> **Source document**:
——
I’m not good enough for her. Not even close. But she makes me yearn…for everything.

Now this badass rockstar is going to be a daddy. And I need to convince the good girl to be mine.

For keeps.

Is that a metaphor? Hot as hell chick who wrecks her car in my ditch?

Asking for a friend, of course.

So is this really Rock Fiction, or is his career a convenient plot device?

This one looks like a standalone… let’s get to it.

One of America’s most reclusive rockers, Ryder Vaughn, gets an unusual sentence handed down to him. The judge, hoping to teach him the value of human life, sentences him to ten months of community service at Reach Within Centre for individuals with special needs. Ryder is convinced that, if he isn’t crazy already, he will be by the time his sentence ends. However, his only other option forfeits his band’s livelihood.
Five minutes after stepping into the centre, his entire life changes when he meets a gorgeous, little spitfire who will challenge everything he has ever believed about himself and the world around him.

Francesca’s devotion has always been to her family, friends, and the job she is passionate about. Her life hasn’t been easy. She sacrifices a lot for the ones she loves and for her dream to visit Italy.
Then Francesca finds herself in a desperate situation, and the tattooed beast who is serving his debt to society must save the headstrong woman from a secret that could destroy her. In turn, Francesca teaches Ryder, if you love something enough, it’s worth fighting for.
Ryder knows he isn’t worthy of love, but this incredible beauty makes him want it.
Ryder can save Francesca from her secrets, but can she save him from his? Is Ryder strong enough to endure the kids she loves and her crazy Italian family?
——
> **Records shown**:
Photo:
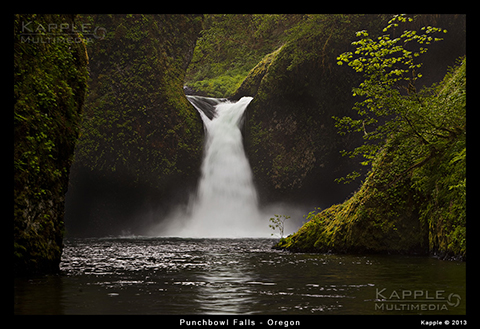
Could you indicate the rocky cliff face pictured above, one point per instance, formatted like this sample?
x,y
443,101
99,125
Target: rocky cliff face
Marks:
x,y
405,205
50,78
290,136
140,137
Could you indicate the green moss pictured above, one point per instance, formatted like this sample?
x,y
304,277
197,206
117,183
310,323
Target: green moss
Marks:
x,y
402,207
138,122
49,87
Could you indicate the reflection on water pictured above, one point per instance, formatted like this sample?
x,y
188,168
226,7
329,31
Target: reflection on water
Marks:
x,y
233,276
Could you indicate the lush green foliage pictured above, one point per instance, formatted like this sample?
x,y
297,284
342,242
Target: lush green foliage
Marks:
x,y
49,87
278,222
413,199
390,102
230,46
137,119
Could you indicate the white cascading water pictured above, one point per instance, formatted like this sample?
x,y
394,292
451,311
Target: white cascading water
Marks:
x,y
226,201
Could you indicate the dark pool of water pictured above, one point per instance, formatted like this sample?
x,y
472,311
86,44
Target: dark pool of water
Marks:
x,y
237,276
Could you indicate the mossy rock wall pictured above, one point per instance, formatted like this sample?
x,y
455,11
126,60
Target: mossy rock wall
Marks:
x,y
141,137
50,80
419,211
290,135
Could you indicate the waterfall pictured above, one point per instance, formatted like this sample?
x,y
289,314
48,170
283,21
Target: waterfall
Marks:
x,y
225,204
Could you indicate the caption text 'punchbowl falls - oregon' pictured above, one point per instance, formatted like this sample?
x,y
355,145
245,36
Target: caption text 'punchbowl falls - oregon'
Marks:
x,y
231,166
——
> **Exercise set**:
- a) Quote the romance blurb, starting with "Francesca’s devotion has" and going on through "crazy Italian family?".
- b) In the romance blurb, what three things has Francesca's devotion always been to?
- c) According to the romance blurb, how long is the community service sentence the judge gives Ryder Vaughn?

> **Answers to each task**:
- a)
Francesca’s devotion has always been to her family, friends, and the job she is passionate about. Her life hasn’t been easy. She sacrifices a lot for the ones she loves and for her dream to visit Italy.
Then Francesca finds herself in a desperate situation, and the tattooed beast who is serving his debt to society must save the headstrong woman from a secret that could destroy her. In turn, Francesca teaches Ryder, if you love something enough, it’s worth fighting for.
Ryder knows he isn’t worthy of love, but this incredible beauty makes him want it.
Ryder can save Francesca from her secrets, but can she save him from his? Is Ryder strong enough to endure the kids she loves and her crazy Italian family?

- b)
- Her family
- Her friends
- The job she is passionate about

- c) Ten months.